Put the listing below into a JSON list of strings, with one string for each line and no blank lines.

Data:

============================================================

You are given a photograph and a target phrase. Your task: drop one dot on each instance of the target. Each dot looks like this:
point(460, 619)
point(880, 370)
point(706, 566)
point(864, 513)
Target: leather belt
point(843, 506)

============================================================

Solved exercise:
[
  "You are given a photograph and a target phrase. Your task: drop one dot on each instance of the target. Each dot looks like this:",
  "point(460, 619)",
  "point(880, 370)",
  "point(706, 566)",
  "point(864, 513)",
  "Target: leather belt",
  "point(843, 506)"
]